### PROBLEM 1
How would you render this sentence from the Israel analysis in Spanish: "For all the many things Israelis have gotten wrong, we have gotten one big thing right."
### PROBLEM 2
Could you pick up the analysis of Israel's Independence Day after its final sentence and carry it forward?

### EXTRACT TO READ
++++++++++

Analysis from Israel
For all the many things Israelis have gotten wrong, we have gotten one big thing right.

The events of the past two weeks alone are enough to understand why many people thought that this year’s Independence Day took place under a cloud.

Finance Minister Abraham Hirchson suspended himself due to a criminal investigation for embezzlement; the state comptroller published a blistering report about Prime Minister Ehud Olmert’s influence-peddling in his former role as industry minister; the attorney-general considered opening two additional criminal cases against Olmert; the Knesset extended President Moshe Katsav’s leave due to a draft indictment for rape; and the Winograd Committee published its damning interim report on the failures of last summer’s Lebanon War.

Nor was the picture brighter on the foreign affairs front. Hamas, the senior partner in the Palestinian Authority’s new government, celebrated our independence with a massive barrage of rockets and mortar shells at southern Israel, for which it formally claimed credit. Yet even this open avowal of its ongoing commitment to terrorism was insufficient to, for instance, cause Switzerland to cancel a planned state visit by PA Prime Minister Ismail Haniyeh of Hamas.

++++++++++

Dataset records
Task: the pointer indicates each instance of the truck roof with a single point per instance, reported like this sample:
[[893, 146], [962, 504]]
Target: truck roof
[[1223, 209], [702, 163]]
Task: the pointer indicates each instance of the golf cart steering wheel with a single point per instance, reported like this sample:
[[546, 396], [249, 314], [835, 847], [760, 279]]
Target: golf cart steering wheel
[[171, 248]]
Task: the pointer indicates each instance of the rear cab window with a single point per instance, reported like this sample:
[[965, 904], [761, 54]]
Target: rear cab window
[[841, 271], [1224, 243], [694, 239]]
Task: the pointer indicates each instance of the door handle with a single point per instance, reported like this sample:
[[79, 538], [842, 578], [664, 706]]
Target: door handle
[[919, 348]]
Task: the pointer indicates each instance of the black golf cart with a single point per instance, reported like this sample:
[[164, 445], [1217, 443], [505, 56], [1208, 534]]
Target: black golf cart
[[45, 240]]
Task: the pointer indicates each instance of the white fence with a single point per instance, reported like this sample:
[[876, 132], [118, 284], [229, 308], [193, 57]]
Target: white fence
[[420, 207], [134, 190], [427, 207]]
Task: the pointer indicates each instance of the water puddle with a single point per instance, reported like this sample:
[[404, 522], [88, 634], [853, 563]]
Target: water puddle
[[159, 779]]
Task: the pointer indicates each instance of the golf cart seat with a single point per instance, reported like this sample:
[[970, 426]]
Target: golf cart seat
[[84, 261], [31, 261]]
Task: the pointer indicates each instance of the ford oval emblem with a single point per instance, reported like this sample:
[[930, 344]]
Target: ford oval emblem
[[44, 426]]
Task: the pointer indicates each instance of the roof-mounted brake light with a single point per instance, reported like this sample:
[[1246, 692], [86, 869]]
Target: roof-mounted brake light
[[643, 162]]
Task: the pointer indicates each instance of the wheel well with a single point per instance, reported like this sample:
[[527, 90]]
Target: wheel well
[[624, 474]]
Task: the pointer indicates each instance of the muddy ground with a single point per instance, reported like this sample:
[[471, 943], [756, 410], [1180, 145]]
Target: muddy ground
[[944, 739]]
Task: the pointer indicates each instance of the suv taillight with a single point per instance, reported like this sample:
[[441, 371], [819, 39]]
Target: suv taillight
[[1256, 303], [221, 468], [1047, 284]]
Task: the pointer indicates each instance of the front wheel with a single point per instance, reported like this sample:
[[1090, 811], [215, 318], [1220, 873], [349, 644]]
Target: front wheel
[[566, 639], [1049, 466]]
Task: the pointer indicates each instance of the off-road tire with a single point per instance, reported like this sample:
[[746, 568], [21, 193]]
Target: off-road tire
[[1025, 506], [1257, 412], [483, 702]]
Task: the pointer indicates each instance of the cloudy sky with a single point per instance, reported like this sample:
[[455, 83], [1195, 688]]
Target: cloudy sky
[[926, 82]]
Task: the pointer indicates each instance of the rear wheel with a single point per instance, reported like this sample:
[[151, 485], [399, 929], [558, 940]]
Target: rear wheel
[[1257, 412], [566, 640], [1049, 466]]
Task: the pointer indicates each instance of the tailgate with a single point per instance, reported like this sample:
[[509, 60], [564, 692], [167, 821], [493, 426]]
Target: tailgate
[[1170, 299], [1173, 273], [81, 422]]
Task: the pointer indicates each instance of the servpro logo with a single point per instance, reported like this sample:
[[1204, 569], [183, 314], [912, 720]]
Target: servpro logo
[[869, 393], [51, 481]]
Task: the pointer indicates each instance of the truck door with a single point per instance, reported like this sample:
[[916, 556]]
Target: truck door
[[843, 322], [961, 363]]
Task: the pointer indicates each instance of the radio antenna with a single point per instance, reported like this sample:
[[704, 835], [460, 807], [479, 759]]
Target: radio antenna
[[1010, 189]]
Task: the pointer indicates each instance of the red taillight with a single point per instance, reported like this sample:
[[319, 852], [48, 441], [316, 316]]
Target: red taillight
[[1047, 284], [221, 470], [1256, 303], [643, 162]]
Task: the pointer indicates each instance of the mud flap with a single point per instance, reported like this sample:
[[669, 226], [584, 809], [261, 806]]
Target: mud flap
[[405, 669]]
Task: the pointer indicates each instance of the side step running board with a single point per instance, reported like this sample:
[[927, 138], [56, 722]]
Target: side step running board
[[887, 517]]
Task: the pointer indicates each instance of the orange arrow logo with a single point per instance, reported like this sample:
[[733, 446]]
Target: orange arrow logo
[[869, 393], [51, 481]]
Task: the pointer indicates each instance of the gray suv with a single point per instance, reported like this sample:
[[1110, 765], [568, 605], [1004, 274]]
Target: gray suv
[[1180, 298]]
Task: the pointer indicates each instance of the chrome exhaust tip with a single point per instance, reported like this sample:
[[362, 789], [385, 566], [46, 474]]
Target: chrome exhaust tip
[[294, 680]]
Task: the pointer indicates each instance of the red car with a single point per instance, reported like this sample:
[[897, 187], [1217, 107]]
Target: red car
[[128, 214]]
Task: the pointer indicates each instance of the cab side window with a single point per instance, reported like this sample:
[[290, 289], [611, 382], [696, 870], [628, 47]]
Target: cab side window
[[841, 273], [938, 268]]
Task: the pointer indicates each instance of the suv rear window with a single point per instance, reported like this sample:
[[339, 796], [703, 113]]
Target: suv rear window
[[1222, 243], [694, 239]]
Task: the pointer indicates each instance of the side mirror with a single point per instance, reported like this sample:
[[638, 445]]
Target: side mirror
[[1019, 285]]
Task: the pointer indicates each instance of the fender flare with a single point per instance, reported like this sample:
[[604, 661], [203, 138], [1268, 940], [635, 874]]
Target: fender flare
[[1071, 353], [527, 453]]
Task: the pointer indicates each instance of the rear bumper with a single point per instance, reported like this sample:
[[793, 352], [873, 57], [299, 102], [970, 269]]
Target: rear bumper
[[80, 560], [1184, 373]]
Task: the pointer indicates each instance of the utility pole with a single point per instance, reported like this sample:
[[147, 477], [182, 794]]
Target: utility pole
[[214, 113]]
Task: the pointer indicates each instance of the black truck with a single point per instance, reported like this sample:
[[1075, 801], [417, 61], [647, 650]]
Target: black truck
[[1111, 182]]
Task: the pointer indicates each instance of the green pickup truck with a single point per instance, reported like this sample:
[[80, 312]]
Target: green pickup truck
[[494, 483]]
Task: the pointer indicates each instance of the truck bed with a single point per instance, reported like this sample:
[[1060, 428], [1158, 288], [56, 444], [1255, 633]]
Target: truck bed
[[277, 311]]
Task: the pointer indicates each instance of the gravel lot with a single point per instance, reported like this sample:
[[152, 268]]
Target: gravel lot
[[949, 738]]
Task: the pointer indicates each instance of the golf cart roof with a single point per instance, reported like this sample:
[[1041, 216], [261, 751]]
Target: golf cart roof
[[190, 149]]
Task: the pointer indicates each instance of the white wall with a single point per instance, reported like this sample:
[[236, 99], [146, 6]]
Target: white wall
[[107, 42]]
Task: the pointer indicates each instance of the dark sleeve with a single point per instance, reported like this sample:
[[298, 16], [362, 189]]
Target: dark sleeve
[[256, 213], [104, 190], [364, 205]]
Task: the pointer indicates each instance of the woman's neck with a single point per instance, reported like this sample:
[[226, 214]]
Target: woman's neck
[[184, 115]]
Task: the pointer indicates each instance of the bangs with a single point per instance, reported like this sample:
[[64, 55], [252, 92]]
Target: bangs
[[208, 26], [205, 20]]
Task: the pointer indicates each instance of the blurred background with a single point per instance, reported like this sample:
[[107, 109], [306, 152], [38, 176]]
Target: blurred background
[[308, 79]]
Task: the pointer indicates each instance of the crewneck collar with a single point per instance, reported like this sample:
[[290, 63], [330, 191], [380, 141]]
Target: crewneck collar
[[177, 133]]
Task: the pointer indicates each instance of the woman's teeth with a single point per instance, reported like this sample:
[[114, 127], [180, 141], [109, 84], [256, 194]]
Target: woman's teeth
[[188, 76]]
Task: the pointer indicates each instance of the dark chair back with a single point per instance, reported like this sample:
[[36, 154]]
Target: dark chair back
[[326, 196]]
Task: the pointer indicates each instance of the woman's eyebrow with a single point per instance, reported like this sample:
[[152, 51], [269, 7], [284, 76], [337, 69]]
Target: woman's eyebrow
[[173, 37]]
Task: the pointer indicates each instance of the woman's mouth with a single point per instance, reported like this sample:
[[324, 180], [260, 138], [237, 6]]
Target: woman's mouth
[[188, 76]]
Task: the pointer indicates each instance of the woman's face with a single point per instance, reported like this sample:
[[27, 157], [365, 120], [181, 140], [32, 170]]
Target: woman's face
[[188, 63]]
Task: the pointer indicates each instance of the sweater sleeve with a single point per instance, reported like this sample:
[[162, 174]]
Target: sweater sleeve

++++++++++

### RESPONSE 1
Pese a todas las muchas cosas en las que los israelíes nos hemos equivocado, hemos acertado en una gran cosa.

### RESPONSE 2
INDEED – due mainly to our own government’s continued silence – the world has come to view bombarding Israeli towns with missiles as unexceptionable behavior. This attitude was epitomized by an Associated Press report on the Independence Day barrage: After duly noting that Palestinians have fired 230 rockets at southern Israel in the five months since the Gaza cease-fire was declared (down from 600 in the previous five months), it concluded that the truce “has largely held.”

In other words, daily rocket launches at civilian centers are perfectly consistent with a truce.

And farther afield, Iran’s nuclear program not only continues apace, but the international community appears to be backtracking on its already minimal efforts to halt it: According to another AP report, since Iran has remained adamant, the six powers leading these efforts are considering dropping their demand that it abandon its uranium enrichment program – or as one diplomat put it, they are weighing a “new definition of enrichment” that would enable Iran to keep some of its program.

Even the US is not unequivocally opposed to this idea; an American official told AP: “We purposely left open the possibility that direct talks could happen by being a little less committed to the requirements” – namely, the UN Security Council’s repeated demand that Iran freeze enrichment.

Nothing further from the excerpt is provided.